Rows in a dataset:
........

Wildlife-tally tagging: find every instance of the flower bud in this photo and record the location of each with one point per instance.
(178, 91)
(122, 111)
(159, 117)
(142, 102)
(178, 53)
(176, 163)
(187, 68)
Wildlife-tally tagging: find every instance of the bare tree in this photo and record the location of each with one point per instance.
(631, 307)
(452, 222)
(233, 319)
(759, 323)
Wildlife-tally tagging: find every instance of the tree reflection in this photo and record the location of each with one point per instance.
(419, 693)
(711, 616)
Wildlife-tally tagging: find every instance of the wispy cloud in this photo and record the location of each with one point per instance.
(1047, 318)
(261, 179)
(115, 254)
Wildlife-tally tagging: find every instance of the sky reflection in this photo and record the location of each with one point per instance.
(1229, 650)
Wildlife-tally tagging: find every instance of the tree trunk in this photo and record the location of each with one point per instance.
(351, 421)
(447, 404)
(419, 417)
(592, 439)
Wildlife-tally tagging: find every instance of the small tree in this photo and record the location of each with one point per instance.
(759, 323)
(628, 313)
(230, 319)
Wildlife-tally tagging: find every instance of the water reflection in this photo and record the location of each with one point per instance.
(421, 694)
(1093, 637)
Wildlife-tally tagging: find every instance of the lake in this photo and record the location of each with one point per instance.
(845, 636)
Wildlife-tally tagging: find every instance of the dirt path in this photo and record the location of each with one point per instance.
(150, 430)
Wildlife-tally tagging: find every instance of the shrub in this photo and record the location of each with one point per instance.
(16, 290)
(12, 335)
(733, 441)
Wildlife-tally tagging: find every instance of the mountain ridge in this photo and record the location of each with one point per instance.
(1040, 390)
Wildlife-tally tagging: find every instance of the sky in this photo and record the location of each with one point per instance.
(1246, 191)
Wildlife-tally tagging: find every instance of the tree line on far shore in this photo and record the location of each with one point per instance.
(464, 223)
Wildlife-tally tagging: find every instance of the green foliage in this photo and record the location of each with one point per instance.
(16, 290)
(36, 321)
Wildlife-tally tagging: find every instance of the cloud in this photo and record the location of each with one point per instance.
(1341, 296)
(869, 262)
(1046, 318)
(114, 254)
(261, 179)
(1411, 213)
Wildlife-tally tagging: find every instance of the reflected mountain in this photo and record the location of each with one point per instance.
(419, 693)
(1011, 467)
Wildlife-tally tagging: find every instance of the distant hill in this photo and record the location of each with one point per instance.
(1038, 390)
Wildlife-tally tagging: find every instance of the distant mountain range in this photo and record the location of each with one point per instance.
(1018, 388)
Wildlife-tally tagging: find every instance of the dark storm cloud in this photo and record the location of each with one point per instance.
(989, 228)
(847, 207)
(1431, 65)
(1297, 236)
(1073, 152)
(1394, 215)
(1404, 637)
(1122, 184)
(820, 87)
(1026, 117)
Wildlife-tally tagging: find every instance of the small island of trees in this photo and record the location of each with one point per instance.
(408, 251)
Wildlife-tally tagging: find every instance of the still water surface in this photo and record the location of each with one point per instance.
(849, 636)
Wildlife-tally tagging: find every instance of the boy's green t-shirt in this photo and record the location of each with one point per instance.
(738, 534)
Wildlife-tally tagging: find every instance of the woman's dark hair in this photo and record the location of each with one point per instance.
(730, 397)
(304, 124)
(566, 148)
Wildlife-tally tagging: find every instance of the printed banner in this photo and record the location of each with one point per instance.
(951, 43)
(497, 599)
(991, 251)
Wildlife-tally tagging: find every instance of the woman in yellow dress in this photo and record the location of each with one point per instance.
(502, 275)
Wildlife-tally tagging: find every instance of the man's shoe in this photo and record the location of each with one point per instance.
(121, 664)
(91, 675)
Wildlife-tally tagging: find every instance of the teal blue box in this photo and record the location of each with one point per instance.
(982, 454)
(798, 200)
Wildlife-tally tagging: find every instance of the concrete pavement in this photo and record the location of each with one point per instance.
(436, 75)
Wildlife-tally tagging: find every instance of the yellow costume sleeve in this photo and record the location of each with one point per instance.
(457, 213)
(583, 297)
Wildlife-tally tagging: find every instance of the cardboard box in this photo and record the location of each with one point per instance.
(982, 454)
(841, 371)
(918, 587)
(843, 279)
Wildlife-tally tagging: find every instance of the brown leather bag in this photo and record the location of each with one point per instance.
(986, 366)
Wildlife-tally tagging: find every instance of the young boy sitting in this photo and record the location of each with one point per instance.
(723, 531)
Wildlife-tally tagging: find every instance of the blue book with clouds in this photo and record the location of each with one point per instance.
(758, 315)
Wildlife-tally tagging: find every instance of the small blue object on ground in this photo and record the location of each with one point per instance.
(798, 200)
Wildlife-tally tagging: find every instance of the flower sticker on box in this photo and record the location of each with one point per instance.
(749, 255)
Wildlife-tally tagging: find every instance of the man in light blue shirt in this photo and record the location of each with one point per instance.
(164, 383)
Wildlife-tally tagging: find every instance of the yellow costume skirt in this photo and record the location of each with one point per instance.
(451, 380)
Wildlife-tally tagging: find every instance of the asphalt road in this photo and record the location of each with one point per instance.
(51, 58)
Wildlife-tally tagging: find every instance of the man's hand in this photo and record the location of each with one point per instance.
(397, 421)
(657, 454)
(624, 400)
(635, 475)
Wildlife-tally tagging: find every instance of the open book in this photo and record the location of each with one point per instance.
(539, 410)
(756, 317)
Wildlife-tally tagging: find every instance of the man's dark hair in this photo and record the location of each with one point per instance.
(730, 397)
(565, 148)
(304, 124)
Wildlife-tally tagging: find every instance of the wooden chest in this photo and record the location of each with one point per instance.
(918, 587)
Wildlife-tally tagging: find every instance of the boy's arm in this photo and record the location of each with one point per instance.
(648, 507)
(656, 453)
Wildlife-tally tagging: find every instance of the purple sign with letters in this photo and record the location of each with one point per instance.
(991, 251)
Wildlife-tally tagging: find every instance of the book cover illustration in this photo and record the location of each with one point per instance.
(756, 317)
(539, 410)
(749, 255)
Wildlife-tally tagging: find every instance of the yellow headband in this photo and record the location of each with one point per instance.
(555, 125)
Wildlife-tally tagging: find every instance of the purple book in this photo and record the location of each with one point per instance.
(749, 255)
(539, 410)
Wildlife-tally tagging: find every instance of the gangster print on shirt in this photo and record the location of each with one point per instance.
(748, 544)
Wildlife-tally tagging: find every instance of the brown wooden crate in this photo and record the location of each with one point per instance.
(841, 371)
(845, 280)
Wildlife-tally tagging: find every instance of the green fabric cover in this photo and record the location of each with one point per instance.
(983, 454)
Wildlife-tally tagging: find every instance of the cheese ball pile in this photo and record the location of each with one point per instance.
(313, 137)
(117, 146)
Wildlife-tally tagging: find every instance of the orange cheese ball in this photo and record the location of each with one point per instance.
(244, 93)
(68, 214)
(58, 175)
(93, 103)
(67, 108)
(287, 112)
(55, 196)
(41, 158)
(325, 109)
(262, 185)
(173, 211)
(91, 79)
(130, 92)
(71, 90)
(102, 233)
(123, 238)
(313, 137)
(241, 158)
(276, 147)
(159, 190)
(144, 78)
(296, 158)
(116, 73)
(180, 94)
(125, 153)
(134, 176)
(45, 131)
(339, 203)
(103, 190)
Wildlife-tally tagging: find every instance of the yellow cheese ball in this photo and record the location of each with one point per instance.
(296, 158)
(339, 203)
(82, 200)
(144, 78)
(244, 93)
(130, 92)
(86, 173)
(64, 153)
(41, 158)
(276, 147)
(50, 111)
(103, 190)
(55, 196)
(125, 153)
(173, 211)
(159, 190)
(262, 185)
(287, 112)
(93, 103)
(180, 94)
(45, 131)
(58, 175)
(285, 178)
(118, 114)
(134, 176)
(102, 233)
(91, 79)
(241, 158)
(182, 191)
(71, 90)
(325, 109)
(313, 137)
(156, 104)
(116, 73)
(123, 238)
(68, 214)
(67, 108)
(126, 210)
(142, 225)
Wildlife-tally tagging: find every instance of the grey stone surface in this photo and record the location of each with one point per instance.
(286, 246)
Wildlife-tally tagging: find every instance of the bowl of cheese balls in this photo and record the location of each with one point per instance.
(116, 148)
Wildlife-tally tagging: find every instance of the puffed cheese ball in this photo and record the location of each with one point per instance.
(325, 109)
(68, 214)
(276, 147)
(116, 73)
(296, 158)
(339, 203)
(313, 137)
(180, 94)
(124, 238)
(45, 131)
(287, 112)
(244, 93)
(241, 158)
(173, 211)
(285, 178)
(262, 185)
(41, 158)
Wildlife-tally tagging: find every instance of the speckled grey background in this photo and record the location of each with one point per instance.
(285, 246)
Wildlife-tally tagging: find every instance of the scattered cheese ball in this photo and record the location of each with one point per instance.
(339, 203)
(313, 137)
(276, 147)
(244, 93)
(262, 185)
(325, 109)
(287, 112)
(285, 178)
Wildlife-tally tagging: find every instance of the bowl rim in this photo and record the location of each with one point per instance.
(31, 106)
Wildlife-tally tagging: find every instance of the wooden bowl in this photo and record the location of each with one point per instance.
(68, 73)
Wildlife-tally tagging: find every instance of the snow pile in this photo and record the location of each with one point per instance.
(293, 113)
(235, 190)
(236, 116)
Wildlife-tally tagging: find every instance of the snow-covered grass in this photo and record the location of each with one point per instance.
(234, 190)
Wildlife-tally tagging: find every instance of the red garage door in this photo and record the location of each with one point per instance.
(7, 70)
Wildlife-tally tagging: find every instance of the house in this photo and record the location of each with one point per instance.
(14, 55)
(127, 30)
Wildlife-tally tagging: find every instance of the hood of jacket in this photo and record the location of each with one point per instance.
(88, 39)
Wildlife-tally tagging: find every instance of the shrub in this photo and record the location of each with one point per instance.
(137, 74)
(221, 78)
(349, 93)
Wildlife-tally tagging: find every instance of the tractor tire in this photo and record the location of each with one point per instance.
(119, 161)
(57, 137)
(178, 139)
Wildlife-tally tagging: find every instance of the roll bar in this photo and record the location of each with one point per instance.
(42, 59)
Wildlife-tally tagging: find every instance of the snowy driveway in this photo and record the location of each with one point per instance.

........

Aim of the task: Format everything from the line containing "Wildlife-tally tagging: find every instance of the reflected" down to the line containing "(1011, 467)" as a Markdown table with the columns Number and Text, giving each line its own number and skipping any blank lines.

Completed task:
| Number | Text |
|---|---|
| 1 | Wildlife-tally tagging: find every instance of the reflected mountain in this photo and record the location of each with one point per instance. |
| 2 | (419, 693) |
| 3 | (1011, 467) |